Content starts

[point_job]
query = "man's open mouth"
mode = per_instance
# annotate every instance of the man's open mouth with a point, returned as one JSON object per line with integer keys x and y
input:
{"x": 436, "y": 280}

Content ends
Content starts

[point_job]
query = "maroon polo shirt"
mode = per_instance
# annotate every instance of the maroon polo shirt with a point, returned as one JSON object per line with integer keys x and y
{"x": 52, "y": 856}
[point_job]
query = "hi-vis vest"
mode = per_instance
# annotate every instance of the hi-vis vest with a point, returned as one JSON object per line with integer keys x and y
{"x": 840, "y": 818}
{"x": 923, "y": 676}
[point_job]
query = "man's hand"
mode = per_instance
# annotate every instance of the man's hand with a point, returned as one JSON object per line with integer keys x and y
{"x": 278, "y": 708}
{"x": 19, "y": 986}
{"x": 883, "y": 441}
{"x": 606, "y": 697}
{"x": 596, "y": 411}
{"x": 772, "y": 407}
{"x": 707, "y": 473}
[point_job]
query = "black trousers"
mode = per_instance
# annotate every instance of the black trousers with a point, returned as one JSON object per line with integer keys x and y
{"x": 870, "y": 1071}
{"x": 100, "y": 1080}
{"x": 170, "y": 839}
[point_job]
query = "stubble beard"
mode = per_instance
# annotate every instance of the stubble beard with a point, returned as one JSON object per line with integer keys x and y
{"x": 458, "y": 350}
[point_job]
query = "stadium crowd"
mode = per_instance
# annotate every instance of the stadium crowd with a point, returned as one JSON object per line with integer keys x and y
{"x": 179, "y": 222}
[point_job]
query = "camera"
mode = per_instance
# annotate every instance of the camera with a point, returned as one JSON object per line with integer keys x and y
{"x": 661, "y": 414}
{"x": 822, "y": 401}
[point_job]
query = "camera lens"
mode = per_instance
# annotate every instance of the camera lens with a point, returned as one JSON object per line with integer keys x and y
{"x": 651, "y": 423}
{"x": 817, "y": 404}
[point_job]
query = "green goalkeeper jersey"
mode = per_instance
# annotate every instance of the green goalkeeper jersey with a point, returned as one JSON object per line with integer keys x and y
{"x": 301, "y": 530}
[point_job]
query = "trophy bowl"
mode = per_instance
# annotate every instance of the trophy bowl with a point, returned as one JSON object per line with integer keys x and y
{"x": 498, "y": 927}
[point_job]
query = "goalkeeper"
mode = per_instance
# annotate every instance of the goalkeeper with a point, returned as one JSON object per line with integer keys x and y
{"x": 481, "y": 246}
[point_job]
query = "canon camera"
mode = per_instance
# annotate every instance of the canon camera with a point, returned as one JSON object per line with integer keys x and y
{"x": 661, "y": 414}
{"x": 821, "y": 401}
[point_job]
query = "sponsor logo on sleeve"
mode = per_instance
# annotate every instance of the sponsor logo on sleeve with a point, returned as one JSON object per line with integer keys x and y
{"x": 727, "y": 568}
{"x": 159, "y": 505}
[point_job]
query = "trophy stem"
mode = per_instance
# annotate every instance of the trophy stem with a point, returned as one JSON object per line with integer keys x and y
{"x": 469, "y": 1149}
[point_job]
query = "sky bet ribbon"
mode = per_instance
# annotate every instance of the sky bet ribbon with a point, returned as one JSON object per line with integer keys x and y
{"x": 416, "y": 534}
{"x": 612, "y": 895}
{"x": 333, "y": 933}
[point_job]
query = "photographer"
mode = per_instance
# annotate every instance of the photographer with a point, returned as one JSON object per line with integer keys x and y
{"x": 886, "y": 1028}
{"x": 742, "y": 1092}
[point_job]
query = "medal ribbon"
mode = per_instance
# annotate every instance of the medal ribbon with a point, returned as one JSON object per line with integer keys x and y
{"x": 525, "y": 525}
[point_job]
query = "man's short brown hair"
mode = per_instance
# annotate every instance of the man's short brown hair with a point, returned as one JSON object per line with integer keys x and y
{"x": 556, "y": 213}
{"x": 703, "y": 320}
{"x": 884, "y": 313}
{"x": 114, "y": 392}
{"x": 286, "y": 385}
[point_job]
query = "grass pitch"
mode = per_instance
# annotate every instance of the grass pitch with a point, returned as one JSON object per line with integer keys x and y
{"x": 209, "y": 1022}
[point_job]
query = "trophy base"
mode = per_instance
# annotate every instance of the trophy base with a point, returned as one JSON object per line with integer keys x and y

Content ends
Content starts

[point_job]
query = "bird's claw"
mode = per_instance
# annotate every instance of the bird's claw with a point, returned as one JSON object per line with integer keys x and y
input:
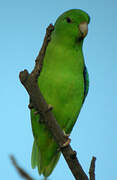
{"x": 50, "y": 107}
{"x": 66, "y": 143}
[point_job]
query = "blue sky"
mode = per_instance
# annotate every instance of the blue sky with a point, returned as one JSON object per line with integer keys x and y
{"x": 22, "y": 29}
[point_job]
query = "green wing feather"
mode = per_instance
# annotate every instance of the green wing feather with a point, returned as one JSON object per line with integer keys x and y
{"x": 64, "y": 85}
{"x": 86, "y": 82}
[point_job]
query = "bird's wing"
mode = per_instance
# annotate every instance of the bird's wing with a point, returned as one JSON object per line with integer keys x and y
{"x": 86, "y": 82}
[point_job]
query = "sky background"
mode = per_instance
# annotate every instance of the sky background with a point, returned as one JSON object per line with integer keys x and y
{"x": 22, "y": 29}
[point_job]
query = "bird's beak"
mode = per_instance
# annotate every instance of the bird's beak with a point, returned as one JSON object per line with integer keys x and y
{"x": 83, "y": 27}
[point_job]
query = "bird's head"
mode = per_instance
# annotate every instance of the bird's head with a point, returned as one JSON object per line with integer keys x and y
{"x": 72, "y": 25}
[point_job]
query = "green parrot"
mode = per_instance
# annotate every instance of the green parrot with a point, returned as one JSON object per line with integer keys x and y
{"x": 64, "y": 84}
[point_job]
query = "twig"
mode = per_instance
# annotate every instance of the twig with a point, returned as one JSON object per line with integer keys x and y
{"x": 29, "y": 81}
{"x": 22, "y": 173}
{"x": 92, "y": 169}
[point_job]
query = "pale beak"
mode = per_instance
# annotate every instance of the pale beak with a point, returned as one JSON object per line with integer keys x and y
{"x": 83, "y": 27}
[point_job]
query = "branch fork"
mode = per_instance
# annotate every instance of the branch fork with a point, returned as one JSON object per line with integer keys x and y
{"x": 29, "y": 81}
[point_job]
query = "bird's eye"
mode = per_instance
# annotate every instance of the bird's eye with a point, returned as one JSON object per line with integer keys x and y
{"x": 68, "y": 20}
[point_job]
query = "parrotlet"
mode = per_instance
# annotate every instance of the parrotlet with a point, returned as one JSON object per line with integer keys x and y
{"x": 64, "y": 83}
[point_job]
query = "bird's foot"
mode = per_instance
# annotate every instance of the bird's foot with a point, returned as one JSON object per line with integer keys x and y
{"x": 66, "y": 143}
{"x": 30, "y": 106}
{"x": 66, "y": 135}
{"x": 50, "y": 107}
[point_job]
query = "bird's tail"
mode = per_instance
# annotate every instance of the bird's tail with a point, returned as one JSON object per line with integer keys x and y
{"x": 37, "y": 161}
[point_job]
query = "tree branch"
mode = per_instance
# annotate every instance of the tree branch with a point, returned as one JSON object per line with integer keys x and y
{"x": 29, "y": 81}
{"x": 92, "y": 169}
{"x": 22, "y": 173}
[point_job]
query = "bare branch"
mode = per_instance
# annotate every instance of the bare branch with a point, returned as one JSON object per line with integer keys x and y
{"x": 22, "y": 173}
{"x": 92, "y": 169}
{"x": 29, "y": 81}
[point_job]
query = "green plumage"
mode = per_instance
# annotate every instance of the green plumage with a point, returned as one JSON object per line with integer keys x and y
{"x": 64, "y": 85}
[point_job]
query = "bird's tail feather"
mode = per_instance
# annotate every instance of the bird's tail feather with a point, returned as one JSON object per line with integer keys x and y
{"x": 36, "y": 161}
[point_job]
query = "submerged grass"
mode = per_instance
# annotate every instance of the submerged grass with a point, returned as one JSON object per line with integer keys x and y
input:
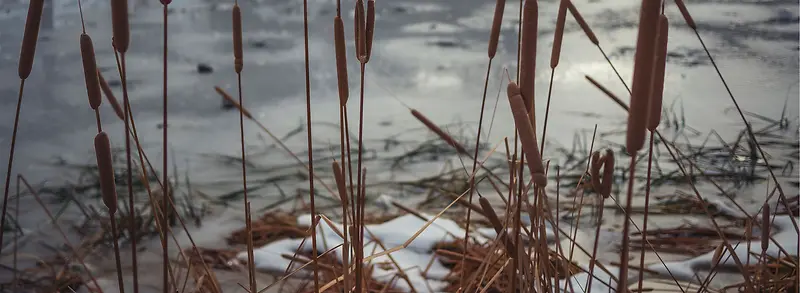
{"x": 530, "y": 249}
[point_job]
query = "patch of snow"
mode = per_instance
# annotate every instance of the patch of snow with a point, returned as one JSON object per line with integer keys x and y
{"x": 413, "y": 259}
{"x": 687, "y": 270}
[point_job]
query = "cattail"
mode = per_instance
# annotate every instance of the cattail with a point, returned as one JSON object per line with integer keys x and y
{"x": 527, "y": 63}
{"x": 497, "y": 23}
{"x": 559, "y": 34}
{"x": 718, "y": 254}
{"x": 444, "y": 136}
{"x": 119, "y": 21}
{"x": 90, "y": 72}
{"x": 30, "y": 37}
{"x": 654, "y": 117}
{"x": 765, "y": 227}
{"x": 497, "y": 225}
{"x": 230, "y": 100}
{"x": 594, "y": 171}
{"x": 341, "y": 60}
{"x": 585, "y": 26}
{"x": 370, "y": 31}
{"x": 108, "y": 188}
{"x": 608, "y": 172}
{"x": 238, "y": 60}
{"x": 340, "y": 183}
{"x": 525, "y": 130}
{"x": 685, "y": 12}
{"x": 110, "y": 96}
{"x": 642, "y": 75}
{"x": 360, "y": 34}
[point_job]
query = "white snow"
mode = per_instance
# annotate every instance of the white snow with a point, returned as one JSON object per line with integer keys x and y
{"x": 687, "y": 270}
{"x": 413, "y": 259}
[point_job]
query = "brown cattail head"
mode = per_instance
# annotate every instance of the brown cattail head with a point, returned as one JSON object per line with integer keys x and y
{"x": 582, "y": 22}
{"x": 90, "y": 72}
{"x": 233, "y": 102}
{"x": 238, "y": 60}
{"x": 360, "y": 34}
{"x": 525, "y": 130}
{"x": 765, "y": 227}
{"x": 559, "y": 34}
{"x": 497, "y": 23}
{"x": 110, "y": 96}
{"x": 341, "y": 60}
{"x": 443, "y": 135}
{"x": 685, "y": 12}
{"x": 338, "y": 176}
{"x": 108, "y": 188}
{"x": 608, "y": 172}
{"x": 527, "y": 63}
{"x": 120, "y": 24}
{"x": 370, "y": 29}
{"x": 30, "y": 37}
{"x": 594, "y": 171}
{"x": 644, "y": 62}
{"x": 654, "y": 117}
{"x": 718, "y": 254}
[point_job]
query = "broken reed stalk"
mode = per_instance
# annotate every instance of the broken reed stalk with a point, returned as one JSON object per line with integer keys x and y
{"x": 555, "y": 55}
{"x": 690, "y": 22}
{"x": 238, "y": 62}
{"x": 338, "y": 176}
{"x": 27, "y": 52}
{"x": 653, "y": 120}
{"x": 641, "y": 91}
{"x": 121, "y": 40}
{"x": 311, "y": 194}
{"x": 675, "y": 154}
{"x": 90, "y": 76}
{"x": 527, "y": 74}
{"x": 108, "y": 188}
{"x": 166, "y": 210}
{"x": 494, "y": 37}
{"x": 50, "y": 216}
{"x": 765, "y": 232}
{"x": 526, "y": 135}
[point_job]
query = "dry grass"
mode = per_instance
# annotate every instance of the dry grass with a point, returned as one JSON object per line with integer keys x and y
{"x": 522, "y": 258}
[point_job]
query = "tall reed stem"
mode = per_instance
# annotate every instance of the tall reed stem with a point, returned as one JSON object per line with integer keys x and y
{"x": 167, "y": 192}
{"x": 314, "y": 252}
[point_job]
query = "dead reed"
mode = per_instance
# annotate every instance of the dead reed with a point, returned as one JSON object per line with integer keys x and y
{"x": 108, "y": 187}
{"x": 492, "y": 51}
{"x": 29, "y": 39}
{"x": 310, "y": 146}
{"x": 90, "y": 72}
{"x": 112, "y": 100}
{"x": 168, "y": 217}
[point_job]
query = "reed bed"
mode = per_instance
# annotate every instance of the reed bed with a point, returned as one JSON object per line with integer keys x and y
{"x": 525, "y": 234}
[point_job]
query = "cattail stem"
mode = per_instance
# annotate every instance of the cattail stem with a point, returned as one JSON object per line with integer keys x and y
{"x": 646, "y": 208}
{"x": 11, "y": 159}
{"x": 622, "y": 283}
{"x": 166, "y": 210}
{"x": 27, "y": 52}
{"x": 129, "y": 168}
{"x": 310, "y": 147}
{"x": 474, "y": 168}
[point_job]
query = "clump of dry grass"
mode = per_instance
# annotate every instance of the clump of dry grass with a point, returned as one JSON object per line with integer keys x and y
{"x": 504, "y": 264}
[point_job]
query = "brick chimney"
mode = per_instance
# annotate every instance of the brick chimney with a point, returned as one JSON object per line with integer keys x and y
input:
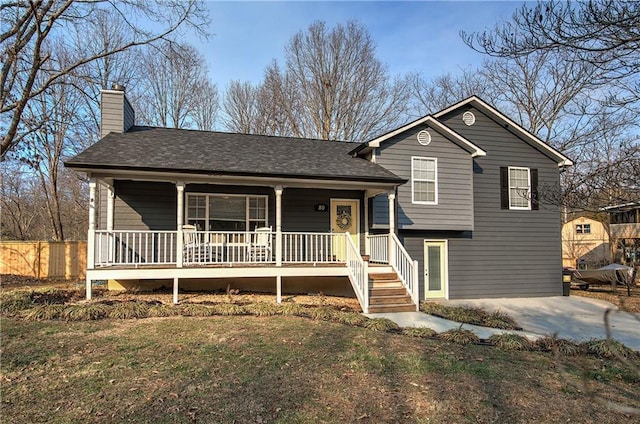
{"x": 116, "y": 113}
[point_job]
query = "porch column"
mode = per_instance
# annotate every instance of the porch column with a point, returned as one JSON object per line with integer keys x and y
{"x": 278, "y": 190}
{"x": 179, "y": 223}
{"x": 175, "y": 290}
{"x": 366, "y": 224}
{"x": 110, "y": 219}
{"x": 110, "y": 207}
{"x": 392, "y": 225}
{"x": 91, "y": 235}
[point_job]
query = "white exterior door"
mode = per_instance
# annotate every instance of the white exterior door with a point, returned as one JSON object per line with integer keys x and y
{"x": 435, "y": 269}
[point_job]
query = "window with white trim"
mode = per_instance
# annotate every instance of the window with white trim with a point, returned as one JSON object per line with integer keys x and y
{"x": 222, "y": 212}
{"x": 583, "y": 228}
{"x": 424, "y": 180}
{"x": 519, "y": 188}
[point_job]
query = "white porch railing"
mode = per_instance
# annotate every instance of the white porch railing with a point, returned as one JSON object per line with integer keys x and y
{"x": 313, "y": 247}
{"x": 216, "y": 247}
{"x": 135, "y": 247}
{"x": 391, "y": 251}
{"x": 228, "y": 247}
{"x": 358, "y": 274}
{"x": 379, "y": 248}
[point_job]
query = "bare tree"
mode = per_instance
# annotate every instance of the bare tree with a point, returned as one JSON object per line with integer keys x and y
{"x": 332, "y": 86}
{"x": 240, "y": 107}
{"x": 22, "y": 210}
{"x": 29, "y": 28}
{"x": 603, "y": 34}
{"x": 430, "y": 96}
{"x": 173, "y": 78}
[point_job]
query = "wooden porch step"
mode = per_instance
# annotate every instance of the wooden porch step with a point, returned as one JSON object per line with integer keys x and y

Content ends

◆ **Requirement**
Within the material above, the line with "# annotate every instance of the bare tree" opens the range and the line with "# annotate every instance of the wooden" closes it; reproduce that range word for word.

◆ **Written answer**
# annotate every instance of the bare tree with a point, returned as one JSON object per line with integer keys x and y
{"x": 332, "y": 86}
{"x": 240, "y": 107}
{"x": 22, "y": 210}
{"x": 29, "y": 28}
{"x": 603, "y": 34}
{"x": 430, "y": 96}
{"x": 173, "y": 78}
[point_job]
query = "wooden porch step"
mode = per_instance
# annotate every instance of the wooden porch step with a point, returned as one JSON object per line with integer keys x and y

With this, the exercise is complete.